begin Working data

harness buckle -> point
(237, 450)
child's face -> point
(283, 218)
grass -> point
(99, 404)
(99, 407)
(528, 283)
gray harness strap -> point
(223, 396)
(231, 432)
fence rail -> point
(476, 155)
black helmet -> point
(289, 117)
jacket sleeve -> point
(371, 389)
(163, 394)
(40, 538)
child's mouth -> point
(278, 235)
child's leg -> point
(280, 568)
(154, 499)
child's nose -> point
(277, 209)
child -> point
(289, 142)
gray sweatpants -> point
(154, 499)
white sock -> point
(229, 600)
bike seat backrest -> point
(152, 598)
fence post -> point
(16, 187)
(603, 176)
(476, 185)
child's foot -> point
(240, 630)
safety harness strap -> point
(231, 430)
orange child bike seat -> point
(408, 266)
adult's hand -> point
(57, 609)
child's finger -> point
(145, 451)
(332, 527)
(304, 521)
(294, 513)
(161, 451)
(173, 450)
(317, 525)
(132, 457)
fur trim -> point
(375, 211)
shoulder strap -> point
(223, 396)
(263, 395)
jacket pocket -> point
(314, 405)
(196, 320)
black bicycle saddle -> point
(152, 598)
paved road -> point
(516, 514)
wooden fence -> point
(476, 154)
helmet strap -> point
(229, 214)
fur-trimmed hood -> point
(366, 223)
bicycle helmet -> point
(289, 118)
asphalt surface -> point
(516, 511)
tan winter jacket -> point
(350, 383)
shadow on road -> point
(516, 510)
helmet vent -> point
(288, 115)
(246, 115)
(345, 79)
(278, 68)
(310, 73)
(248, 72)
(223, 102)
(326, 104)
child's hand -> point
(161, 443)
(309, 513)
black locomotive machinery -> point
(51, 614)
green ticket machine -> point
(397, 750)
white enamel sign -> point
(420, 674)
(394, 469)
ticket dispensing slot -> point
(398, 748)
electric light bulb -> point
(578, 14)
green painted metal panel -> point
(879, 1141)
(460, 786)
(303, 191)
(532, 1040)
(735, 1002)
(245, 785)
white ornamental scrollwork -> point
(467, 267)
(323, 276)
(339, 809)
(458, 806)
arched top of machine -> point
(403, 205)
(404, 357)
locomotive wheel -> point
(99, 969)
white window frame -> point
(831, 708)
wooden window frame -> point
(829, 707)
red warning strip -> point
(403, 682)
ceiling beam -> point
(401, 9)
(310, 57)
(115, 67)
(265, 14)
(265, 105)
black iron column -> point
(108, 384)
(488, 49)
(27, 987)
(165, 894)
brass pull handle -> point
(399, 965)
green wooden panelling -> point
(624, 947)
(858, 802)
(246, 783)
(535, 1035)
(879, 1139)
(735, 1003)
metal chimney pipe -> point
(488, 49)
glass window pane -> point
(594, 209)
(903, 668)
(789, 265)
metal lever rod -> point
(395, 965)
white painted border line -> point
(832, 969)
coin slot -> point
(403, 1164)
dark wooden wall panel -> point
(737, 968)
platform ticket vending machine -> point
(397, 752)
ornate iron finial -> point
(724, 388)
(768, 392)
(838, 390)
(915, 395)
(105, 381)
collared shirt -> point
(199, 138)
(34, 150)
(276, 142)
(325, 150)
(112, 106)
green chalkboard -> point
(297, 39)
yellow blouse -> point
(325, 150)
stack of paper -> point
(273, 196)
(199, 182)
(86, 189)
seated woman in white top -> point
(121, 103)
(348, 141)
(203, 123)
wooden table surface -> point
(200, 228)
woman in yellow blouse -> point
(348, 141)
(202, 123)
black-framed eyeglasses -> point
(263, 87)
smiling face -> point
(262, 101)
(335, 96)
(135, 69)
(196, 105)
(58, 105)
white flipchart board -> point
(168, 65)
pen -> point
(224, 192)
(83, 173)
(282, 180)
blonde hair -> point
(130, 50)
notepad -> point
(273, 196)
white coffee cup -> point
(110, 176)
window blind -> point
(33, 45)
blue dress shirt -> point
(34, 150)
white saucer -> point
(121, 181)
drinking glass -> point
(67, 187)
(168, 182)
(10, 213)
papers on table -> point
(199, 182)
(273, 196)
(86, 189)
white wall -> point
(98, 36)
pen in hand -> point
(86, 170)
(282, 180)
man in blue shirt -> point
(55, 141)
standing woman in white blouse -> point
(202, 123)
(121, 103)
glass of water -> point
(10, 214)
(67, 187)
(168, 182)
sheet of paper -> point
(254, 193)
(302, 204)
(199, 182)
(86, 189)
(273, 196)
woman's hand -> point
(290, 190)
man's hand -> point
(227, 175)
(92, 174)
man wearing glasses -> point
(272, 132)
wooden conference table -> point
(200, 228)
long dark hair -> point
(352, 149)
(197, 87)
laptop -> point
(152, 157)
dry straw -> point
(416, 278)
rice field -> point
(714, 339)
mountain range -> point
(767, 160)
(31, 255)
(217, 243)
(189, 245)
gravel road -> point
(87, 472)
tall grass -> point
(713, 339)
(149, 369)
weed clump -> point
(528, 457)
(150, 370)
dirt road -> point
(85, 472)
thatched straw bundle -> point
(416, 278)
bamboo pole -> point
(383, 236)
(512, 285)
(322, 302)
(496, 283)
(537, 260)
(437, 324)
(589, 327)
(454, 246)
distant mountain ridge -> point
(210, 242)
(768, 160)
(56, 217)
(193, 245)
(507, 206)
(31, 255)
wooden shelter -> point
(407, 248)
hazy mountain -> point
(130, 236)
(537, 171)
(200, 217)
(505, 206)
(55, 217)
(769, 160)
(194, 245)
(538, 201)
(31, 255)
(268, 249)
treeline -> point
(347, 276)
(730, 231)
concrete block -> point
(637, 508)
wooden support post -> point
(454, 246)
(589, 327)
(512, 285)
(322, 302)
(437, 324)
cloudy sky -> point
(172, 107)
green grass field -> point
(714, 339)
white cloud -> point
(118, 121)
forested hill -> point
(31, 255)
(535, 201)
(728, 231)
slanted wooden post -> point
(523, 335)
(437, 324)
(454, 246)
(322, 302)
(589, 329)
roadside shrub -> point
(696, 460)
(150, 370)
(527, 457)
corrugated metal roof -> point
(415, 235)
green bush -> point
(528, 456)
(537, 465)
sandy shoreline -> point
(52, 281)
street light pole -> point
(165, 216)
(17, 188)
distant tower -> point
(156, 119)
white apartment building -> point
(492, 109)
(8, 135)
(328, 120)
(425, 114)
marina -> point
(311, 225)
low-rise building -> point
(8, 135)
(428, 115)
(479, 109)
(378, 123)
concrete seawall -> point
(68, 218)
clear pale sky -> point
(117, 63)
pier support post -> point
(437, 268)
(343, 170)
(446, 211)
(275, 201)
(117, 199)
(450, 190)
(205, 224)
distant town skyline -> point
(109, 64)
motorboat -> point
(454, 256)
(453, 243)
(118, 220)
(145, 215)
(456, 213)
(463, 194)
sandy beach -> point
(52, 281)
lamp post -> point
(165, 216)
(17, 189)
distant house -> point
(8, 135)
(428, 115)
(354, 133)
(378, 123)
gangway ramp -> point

end Working data

Problem description: Return the material exactly as it stands.

Written response:
harness buckle -> point
(237, 450)
child's face -> point
(283, 218)
grass -> point
(99, 404)
(99, 407)
(528, 283)
gray harness strap -> point
(223, 396)
(231, 432)
fence rail -> point
(476, 155)
black helmet -> point
(289, 117)
jacket sleeve -> point
(371, 389)
(163, 394)
(40, 538)
child's mouth -> point
(278, 235)
child's leg -> point
(280, 568)
(154, 499)
child's nose -> point
(277, 209)
child -> point
(289, 142)
gray sweatpants -> point
(154, 499)
white sock -> point
(229, 600)
bike seat backrest -> point
(152, 598)
fence post -> point
(16, 187)
(603, 176)
(476, 185)
child's foot -> point
(240, 630)
safety harness strap -> point
(231, 430)
orange child bike seat -> point
(408, 266)
adult's hand -> point
(57, 609)
child's finger -> point
(145, 451)
(332, 527)
(304, 521)
(294, 513)
(161, 451)
(173, 450)
(317, 525)
(132, 457)
fur trim -> point
(375, 211)
shoulder strap -> point
(223, 396)
(263, 395)
jacket pocket -> point
(314, 405)
(196, 320)
black bicycle saddle -> point
(152, 598)
paved road -> point
(516, 514)
wooden fence -> point
(476, 154)
helmet strap -> point
(229, 214)
fur-trimmed hood -> point
(366, 223)
bicycle helmet -> point
(289, 118)
asphalt surface -> point
(516, 511)
tan winter jacket -> point
(350, 383)
shadow on road -> point
(516, 510)
helmet vent -> point
(288, 115)
(246, 115)
(345, 79)
(278, 68)
(310, 73)
(248, 72)
(223, 102)
(326, 104)
child's hand -> point
(161, 443)
(309, 513)
black locomotive machinery -> point
(51, 614)
green ticket machine -> point
(397, 750)
white enamel sign -> point
(420, 674)
(394, 469)
ticket dispensing slot -> point
(398, 748)
electric light bulb -> point
(578, 14)
green painted metal panel -> point
(879, 1141)
(460, 786)
(303, 191)
(532, 1040)
(735, 1002)
(245, 785)
white ornamental scrollwork -> point
(467, 267)
(323, 276)
(339, 809)
(458, 806)
arched top of machine -> point
(403, 205)
(404, 357)
locomotive wheel -> point
(99, 969)
white window frame -> point
(831, 708)
wooden window frame -> point
(829, 707)
red warning strip -> point
(403, 682)
ceiling beam -> point
(401, 9)
(310, 57)
(115, 67)
(265, 14)
(265, 105)
black iron column -> point
(108, 384)
(488, 49)
(27, 987)
(165, 894)
brass pull handle -> point
(399, 965)
green wooden panelling -> point
(624, 947)
(858, 802)
(246, 783)
(535, 1035)
(879, 1139)
(735, 1003)
metal chimney pipe -> point
(488, 49)
glass window pane -> point
(594, 209)
(903, 668)
(789, 265)
metal lever rod -> point
(395, 965)
white painted border line -> point
(832, 969)
coin slot -> point
(403, 1164)
dark wooden wall panel -> point
(737, 968)
platform ticket vending machine -> point
(397, 752)
ornate iron finial -> point
(724, 388)
(768, 392)
(838, 390)
(915, 395)
(105, 381)
collared shirt -> point
(199, 138)
(34, 150)
(276, 142)
(325, 150)
(112, 106)
green chalkboard -> point
(297, 39)
yellow blouse -> point
(325, 150)
stack of paper -> point
(273, 196)
(199, 182)
(86, 189)
seated woman in white top -> point
(121, 103)
(348, 141)
(203, 123)
wooden table surface -> point
(200, 228)
woman in yellow blouse -> point
(348, 141)
(202, 123)
black-framed eyeglasses -> point
(263, 87)
smiling face -> point
(262, 101)
(335, 96)
(135, 69)
(196, 105)
(58, 105)
white flipchart board -> point
(168, 65)
pen -> point
(224, 192)
(83, 173)
(282, 180)
blonde hair -> point
(130, 50)
notepad -> point
(273, 196)
white coffee cup -> point
(110, 176)
window blind -> point
(33, 45)
blue dress shirt -> point
(34, 150)
white saucer -> point
(121, 181)
drinking glass -> point
(67, 187)
(168, 182)
(10, 213)
papers on table -> point
(199, 182)
(273, 196)
(86, 189)
white wall -> point
(98, 36)
pen in hand -> point
(86, 170)
(282, 180)
man in blue shirt -> point
(55, 141)
standing woman in white blouse -> point
(202, 123)
(121, 103)
glass of water -> point
(10, 214)
(67, 187)
(168, 182)
sheet of paper -> point
(254, 193)
(302, 204)
(199, 182)
(86, 189)
(273, 196)
woman's hand -> point
(290, 190)
man's hand -> point
(227, 175)
(92, 174)
man wearing glasses -> point
(272, 132)
wooden conference table -> point
(200, 228)
long dark hair -> point
(352, 149)
(197, 87)
laptop -> point
(152, 157)
dry straw -> point
(416, 278)
rice field -> point
(714, 339)
mountain range -> point
(767, 160)
(31, 255)
(217, 243)
(189, 245)
gravel road -> point
(87, 472)
tall grass -> point
(713, 339)
(149, 369)
weed clump -> point
(528, 457)
(150, 370)
dirt road -> point
(85, 472)
thatched straw bundle -> point
(416, 278)
bamboo pole -> point
(383, 236)
(512, 285)
(322, 302)
(496, 283)
(537, 260)
(437, 324)
(589, 327)
(454, 246)
distant mountain ridge -> point
(210, 242)
(768, 160)
(56, 217)
(193, 245)
(507, 206)
(31, 255)
wooden shelter -> point
(407, 248)
hazy mountain -> point
(130, 236)
(537, 171)
(200, 217)
(505, 206)
(55, 217)
(769, 160)
(194, 245)
(538, 201)
(31, 255)
(268, 249)
treeline -> point
(347, 276)
(730, 231)
concrete block -> point
(637, 508)
wooden support post -> point
(454, 246)
(589, 327)
(512, 285)
(322, 302)
(437, 324)
cloudy sky -> point
(172, 107)
green grass field -> point
(714, 339)
white cloud -> point
(118, 121)
forested hill -> point
(31, 255)
(535, 201)
(728, 231)
slanted wooden post -> point
(523, 335)
(437, 324)
(454, 246)
(322, 302)
(589, 329)
roadside shrub -> point
(696, 460)
(150, 370)
(527, 457)
corrugated metal roof -> point
(415, 235)
green bush -> point
(528, 456)
(537, 465)
sandy shoreline -> point
(52, 281)
street light pole -> point
(165, 216)
(17, 188)
distant tower -> point
(156, 119)
white apartment building -> point
(492, 109)
(8, 135)
(328, 120)
(425, 114)
marina -> point
(311, 225)
low-rise building -> point
(8, 135)
(428, 115)
(479, 109)
(378, 123)
concrete seawall -> point
(68, 218)
clear pale sky -> point
(117, 63)
pier support post -> point
(437, 268)
(343, 170)
(446, 211)
(275, 201)
(117, 199)
(450, 190)
(205, 224)
distant town skyline -> point
(109, 64)
motorboat -> point
(454, 256)
(453, 243)
(118, 220)
(145, 215)
(456, 213)
(463, 194)
sandy beach -> point
(52, 281)
lamp post -> point
(165, 216)
(17, 189)
distant house -> point
(8, 135)
(428, 115)
(354, 133)
(378, 123)
gangway ramp -> point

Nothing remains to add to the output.